:: Passage to read ::
# He's seeking male attention on Craigslist and chatrooms



## shellebell (Feb 26, 2013)

I could have written this post 10 years ago, and might have honestly. I just don't remember. I just need an outsider opinion and I can't talk to anyone I know. I'll try to keep it brief. I'm not an overly affectionate person. Nor am I a great communicator. I tend to NOT talk about issues until I get my thoughts straight, then I want to talk. These are the complaints my husband of 16 years has about me. 3 years into our marriage, I found that he had been watching porn without me and chatting with other women and couples online because he felt ignored. We went to therapy some, I had a keylogger on his computer, and I thought we worked through it. Fast forward to last week. 

I was in his office for a Zoom meeting (I'm working from home) and his computer was left on at his Yahoo mail. I noticed a separate email from his "normal" email attached to it and clicked on it. It was filled with replies to craigslist ads that HE posted, chatroom messages, purchases for porn, etc.

Of all of these, the craigslist ads that he posted seeking the attention of couples and or males worry me the most. It appears as though every time he's gone out of town for work in the past 5 years at least, he's sought out people in the city he was visiting. Again he says it's because he needs affection and attention. Says he only wants it from me, but he gets desperate.

:: Given entries ::
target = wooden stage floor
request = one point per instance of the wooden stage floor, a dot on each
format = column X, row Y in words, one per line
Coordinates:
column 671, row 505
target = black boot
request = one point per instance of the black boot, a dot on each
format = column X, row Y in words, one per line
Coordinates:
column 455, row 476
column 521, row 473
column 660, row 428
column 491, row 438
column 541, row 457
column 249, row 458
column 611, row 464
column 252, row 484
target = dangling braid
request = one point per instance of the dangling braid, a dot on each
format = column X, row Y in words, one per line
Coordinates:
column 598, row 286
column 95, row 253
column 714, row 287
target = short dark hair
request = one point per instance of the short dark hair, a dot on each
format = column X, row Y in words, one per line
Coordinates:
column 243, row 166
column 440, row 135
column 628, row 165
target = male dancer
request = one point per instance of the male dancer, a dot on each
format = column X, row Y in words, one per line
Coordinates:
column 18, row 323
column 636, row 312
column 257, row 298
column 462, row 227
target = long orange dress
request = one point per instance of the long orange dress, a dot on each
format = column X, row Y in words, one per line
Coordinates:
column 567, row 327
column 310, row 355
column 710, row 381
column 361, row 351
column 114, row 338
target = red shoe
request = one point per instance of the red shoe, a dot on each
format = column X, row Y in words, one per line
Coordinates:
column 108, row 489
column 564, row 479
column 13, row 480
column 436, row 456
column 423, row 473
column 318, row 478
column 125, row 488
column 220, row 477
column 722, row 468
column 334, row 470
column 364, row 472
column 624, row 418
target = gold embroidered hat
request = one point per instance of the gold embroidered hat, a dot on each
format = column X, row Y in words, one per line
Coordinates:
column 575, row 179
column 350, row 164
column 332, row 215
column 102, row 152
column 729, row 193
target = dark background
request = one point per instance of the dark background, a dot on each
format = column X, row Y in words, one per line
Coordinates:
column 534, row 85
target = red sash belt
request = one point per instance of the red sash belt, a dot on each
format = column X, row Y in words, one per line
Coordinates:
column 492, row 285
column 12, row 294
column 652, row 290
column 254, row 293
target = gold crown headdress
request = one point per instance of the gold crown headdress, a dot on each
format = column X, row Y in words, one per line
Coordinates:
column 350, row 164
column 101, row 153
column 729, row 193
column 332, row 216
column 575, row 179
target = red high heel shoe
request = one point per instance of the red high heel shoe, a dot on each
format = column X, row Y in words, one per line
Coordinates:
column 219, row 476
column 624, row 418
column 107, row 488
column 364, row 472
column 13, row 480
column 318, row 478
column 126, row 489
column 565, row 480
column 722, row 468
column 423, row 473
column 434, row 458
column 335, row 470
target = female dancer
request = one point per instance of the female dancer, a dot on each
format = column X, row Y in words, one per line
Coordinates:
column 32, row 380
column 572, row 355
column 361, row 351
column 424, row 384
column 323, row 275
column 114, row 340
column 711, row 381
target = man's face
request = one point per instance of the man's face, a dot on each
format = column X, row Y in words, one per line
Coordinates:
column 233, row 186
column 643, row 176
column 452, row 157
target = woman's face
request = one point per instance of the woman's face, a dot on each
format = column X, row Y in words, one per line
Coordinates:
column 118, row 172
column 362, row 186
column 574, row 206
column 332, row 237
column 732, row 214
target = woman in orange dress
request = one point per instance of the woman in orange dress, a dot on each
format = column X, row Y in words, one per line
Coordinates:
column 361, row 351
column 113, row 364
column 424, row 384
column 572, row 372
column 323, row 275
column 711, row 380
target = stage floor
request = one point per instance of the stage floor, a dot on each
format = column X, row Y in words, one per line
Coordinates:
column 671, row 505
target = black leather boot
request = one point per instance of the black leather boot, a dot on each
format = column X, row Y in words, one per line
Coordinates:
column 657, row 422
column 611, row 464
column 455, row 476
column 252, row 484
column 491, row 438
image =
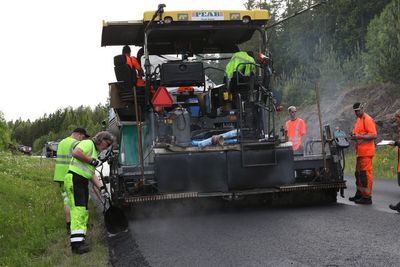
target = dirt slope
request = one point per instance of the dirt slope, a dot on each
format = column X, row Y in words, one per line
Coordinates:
column 381, row 102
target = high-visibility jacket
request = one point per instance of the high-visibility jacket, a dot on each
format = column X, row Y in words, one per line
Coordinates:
column 134, row 64
column 295, row 130
column 84, row 169
column 365, row 125
column 64, row 155
column 235, row 64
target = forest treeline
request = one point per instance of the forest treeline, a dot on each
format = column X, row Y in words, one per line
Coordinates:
column 340, row 44
column 52, row 127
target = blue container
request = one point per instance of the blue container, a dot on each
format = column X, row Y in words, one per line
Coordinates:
column 193, row 110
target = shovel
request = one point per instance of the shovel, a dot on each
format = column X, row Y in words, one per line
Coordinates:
column 115, row 219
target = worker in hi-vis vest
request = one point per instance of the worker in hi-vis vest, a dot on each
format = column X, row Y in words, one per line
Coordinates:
column 82, row 170
column 397, row 143
column 295, row 129
column 135, row 66
column 64, row 151
column 364, row 133
column 238, row 63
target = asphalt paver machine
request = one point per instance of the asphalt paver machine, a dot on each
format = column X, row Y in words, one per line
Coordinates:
column 193, row 131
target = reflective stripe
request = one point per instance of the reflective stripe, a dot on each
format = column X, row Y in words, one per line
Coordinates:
column 64, row 155
column 82, row 167
column 77, row 232
column 63, row 162
column 77, row 239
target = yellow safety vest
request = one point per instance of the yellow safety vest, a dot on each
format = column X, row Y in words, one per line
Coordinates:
column 84, row 169
column 64, row 155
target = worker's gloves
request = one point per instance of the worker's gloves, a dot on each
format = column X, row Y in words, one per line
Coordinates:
column 104, row 193
column 94, row 162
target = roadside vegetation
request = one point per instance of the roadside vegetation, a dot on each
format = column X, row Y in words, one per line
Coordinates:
column 32, row 224
column 384, row 163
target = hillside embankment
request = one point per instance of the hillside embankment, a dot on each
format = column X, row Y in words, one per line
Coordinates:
column 381, row 102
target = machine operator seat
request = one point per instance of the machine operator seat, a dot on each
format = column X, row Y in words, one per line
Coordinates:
column 126, row 76
column 241, row 73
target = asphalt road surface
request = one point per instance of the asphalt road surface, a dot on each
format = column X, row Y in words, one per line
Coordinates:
column 342, row 234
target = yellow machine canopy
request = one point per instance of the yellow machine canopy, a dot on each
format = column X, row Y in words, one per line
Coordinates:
column 197, row 32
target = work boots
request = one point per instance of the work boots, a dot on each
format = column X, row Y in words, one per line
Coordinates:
column 79, row 248
column 395, row 207
column 364, row 200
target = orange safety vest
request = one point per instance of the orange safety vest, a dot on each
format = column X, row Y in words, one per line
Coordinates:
column 133, row 63
column 365, row 125
column 295, row 130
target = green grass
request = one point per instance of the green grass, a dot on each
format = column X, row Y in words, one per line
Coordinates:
column 384, row 163
column 32, row 224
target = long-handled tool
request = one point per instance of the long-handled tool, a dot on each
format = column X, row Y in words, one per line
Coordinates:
column 115, row 219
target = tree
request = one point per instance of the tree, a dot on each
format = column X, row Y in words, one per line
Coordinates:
column 5, row 135
column 381, row 61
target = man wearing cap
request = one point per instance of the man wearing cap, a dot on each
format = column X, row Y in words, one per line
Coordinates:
column 134, row 64
column 295, row 130
column 64, row 151
column 81, row 170
column 364, row 134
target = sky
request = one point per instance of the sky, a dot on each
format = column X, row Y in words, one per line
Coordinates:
column 50, row 52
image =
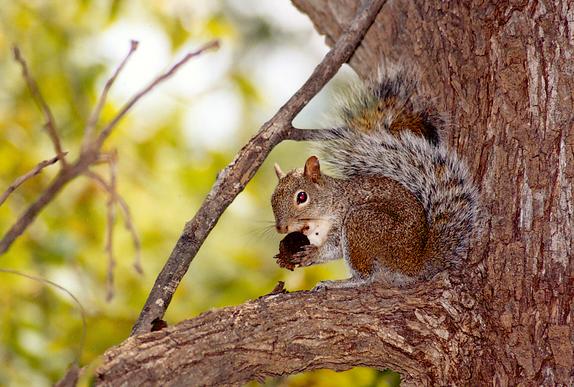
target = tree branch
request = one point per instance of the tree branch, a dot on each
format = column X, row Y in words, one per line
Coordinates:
column 237, row 174
column 413, row 331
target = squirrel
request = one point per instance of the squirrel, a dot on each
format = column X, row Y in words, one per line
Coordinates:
column 401, row 205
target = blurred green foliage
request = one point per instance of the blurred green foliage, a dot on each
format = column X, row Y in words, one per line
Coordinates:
column 167, row 164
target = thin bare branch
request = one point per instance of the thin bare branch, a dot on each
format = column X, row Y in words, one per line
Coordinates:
column 95, row 116
column 76, row 301
column 87, row 156
column 128, row 222
column 22, row 179
column 111, row 218
column 50, row 124
column 109, row 127
column 233, row 179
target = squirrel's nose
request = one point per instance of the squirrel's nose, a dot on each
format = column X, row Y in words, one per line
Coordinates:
column 282, row 229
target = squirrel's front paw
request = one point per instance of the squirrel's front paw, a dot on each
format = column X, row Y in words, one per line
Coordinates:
column 305, row 256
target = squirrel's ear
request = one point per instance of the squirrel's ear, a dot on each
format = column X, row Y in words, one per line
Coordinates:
column 313, row 169
column 280, row 174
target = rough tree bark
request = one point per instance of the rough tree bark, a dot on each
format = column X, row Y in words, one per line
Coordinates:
column 505, row 75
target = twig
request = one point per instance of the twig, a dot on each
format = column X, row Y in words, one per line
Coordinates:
column 39, row 99
column 95, row 116
column 234, row 177
column 111, row 218
column 86, row 158
column 22, row 179
column 126, row 215
column 81, row 308
column 107, row 130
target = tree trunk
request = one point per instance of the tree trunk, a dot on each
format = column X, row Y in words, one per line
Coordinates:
column 505, row 75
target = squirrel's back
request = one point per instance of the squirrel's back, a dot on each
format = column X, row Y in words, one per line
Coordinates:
column 386, row 128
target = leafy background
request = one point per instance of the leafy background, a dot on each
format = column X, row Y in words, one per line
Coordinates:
column 170, row 147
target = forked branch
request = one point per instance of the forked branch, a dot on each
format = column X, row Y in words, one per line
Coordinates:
column 233, row 179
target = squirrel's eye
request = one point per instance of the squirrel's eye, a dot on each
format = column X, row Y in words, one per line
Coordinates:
column 301, row 197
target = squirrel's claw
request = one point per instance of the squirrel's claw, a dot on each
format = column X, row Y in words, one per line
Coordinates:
column 305, row 256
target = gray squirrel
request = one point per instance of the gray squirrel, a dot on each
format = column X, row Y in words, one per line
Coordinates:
column 401, row 205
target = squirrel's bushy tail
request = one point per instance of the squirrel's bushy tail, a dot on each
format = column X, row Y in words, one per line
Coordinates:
column 386, row 129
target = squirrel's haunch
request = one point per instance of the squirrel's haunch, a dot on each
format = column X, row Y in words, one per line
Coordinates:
column 401, row 207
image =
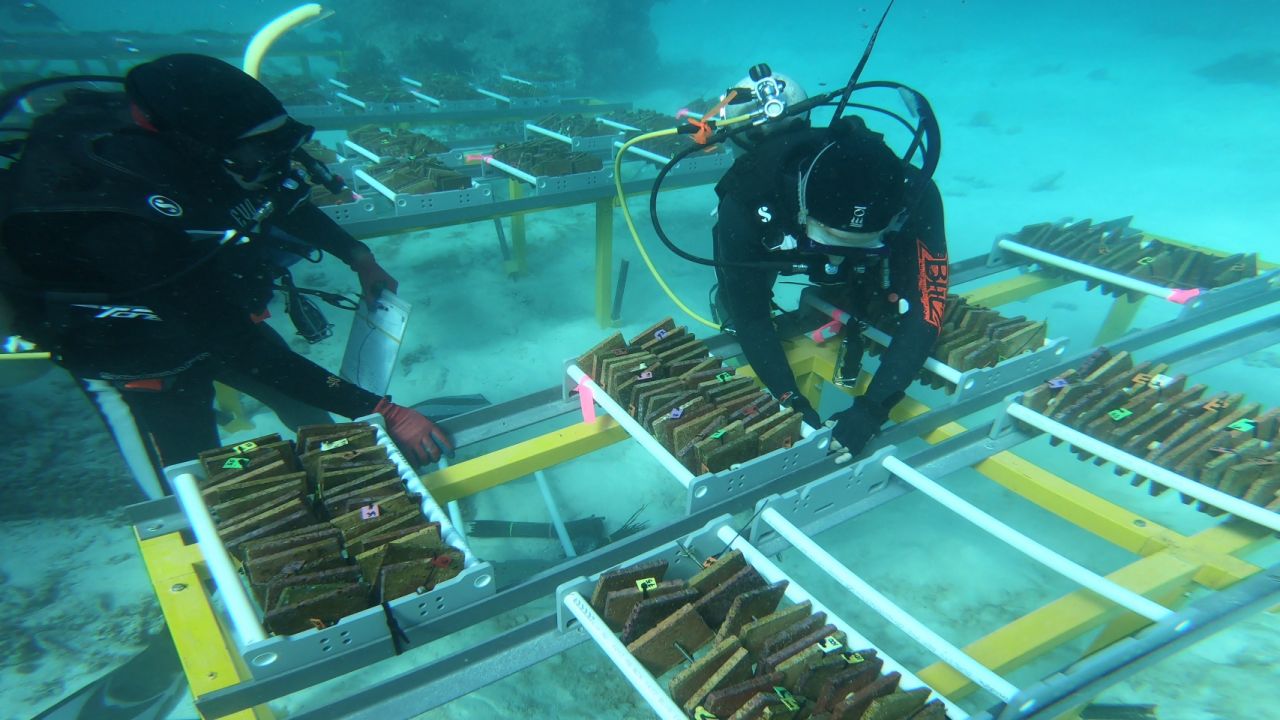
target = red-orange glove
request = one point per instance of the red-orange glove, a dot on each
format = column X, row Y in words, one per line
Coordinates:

:: What to do ::
[1] List the writer's traits that, according to the forum post, her husband complains about.
[2] Carry the forum post forward, starting after its last sentence.

:: Exercise answers ::
[1]
- Not an overly affectionate person
- Not a great communicator
- Tends not to talk about issues until her thoughts are straight, then wants to talk

[2]
I just don't understand. If he loves me and wants only me, then why not seek out women that look like me. Why men? I just don't think I believe it. While I'm not a great communicator, I am pretty accepting and love the people I love for who they are. I think if he had come to me and said, hey, I have these fantasies, what do you think? I might have been able to be ok with trying whatever. But the fact that he went around me intentionally at every opportunity to seek out others ...it makes me wonder if he really wants to be married to me or if it's just the idea of being married that he likes. Like maybe he wants a wife and family because that's what he's supposed to do. Idk. 

I love him. I want to believe that it was just a stupid thing he did when he felt lonely or whatever. But some of these times he was out of town were during some really good times for us. So I thought. Thank you for listening. We will be going to therapy this week. I'm just not sure it'll do any good, or if I can even trust him again. Oh, and he says he never actually met anyone...but I don't believe that either. Any advice is welcomed.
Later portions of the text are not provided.